[THE RECORDS — start]
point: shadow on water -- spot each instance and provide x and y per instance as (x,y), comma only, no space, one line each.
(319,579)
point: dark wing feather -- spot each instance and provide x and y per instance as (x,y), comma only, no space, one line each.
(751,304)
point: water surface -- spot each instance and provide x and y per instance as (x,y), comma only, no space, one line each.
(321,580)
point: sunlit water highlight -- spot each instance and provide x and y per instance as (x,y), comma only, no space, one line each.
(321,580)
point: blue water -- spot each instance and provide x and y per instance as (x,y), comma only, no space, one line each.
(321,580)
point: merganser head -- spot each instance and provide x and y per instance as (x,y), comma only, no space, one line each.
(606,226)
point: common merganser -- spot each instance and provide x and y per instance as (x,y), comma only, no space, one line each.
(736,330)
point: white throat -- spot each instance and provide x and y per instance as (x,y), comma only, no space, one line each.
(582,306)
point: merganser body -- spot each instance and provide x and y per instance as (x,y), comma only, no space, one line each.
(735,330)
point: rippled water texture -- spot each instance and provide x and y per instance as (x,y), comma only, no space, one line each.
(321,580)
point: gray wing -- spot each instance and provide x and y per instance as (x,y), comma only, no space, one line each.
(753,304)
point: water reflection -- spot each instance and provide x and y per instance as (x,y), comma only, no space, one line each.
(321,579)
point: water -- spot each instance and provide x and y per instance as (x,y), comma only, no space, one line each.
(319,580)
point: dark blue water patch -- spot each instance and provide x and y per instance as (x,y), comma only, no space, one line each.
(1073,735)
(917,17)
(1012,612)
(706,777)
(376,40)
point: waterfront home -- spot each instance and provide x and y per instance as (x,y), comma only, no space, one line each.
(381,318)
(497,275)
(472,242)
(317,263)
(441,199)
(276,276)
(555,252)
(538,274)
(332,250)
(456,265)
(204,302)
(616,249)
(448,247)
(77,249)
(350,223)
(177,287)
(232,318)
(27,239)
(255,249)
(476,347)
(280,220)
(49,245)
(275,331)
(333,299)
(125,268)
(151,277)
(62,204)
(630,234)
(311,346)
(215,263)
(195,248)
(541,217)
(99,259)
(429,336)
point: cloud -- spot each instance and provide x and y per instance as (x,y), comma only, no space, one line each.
[THE RECORDS — finish]
EXERCISE DETAILS:
Find the line containing "point: merganser body", then output it and every line after it to the end of the data, exactly.

EXERCISE RESPONSE:
point: merganser body -- spot each instance and provide x and y per instance as (x,y), comma only, no space, one line each.
(735,330)
point: rippled water texture -- spot each instance and provide x and y per instance as (x,y), comma only, no space, one line each.
(321,580)
point: gray wing -- spot each instance and provide x and y per instance as (x,y), comma only, no space, one line each.
(753,304)
point: water reflection -- spot each instance and provide x and y per instance as (x,y), comma only, no space, one line each.
(321,579)
point: water -- spot each instance and provide x and y per instance as (x,y), comma only, no space, one line each.
(319,580)
point: dark blue water patch -- spot each instance and provide x and y per instance as (x,y), comma only, no space, one line each.
(1073,735)
(917,17)
(1012,612)
(706,777)
(376,40)
point: waterfront home -- spot each instance and provide x and y per instance as (x,y), comma only, no space, one line each.
(381,318)
(497,275)
(472,242)
(317,263)
(441,199)
(276,276)
(555,252)
(538,274)
(332,250)
(456,265)
(204,302)
(616,249)
(448,247)
(77,249)
(350,223)
(177,287)
(232,318)
(27,239)
(255,249)
(476,347)
(280,220)
(49,245)
(275,331)
(333,299)
(125,268)
(151,277)
(62,204)
(630,234)
(311,346)
(215,263)
(195,248)
(541,217)
(99,259)
(429,336)
point: cloud -- spot each instance and provide x and y per instance as (x,y), comma only, no space, one line each.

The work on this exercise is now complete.